### WHAT TO PRODUCE
Write the next part of the thread about the Wikipedia search-suggestion tool, picking up after its final line.

### SOURCE EXTRACT
[BEGIN]

Hi Julien,
You can view results on http://suggest.speedblue.org (with redirections)
I like it! E.g. "formula we" shows the results as "Formula Weight → Atomic mass", so straight away you can see it's a redirect, plus what it's a redirect to. That's very good indeed.
Handling of articles with different capitalization still concerns me a little; For example, in the English Wikipedia there is both "Adfa" (a town in Wales), and "ADFA" (a redirect to an Australian military training institute), but only the town in Wales is listed in the suggest search. Ideally, could it maybe list both, with the town first (since it has one incoming link, and the institute has none), perhaps unless the user types "ADFA" in all-caps, in which case maybe "ADFA" could come first because it would be a better match for what the user has typed? In other words, I still think the searching could be case-insensitive, just that maybe the ordering of the results could be altered by capitalization.
You can download the source from http://suggest.speedblue.org/tgz/wikipedia-suggest-0.2.tar.gz You can download compiled resources (for little endian only because my serialization is endianess dependant) :
Cool, I got it do stuff with the precompiled files: ========================================= root@bling:~/tmp/wikipedia-suggest/wikipedia-suggest-0.2/cmd# ./Query ../../EN/fsa.bin ../../EN/pages.bin Loaded position of 2171116 articles test
Title : [Test cricket] Freq : 5776 Title : [Testament, New → New Testament] Freq : 2017 Title : [Testament, Old → Old Testament] Freq : 1700 Title : [Testudines → Turtle] Freq : 527 Title : [Testosterone] Freq : 355 Title : [Test Pilot] Freq : 309 Title : [Test Messaging → Short message service] Freq : 289 Title : [Testicle] Freq : 276 Title : [Testprog → Development stage] Freq : 268 Title : [Testudinidae → Tortoise] Freq : 252 =========================================
Which kind of database is used for wikipedia, mysql ?

[END]

### GIVEN RECORDS
[BEGIN]

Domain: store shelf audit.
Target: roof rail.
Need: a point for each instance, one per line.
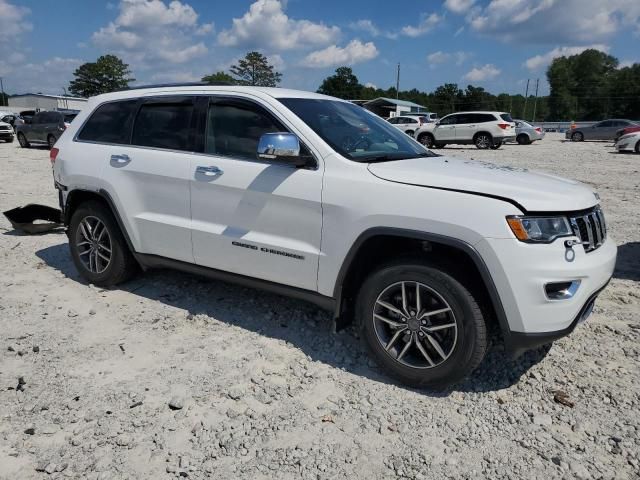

[END]
[BEGIN]

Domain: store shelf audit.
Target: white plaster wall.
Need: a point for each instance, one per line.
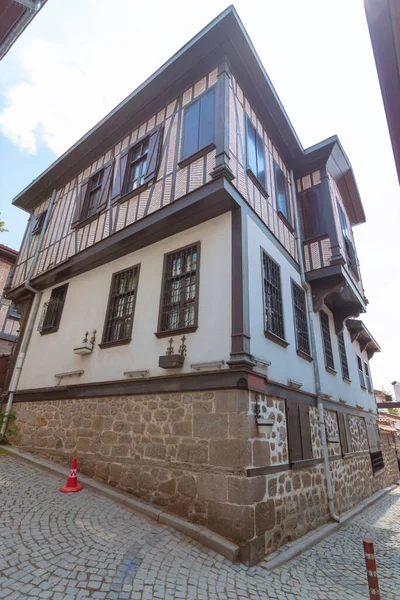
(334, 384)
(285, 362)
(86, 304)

[END]
[BEGIN]

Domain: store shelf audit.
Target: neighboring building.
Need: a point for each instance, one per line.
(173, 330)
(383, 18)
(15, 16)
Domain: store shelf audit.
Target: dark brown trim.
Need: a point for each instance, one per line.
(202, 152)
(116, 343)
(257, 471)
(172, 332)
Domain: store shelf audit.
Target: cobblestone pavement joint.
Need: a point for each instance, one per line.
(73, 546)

[END]

### RESULT
Yes, MySQL. There is a port for Postgres in progress (try saying that fast 10 times), but you probably want to target MySQL first because it's the database that's being used at the moment in most environments.
- MemoryQuery load automaton and articles in memory, it is
multi-threaded safe and you can use it to perform a lot of query per seconds.
Ok, then MemoryQuery is the one I want, as I am generally happy to trade RAM for speed. How do I tell it to MemoryQuery mode instead of DiskQuery mode? E.g. Do I need to compile cmd/query and cmd/TcpQuery with a special flag? Or is there a way to pass a command line argument to cmd/query and cmd/TcpQuery to tell it to start in MemoryQuery, rather than DiskQuery mode ? (This would have the advantage of letting the user choose the most suitable mode at runtime, and it could default to the disk-based-querying so that the default behaviour was the same as it is at the moment).
- I added all php/html/js pages in the tgz (in the extra directory) ;
Thank you!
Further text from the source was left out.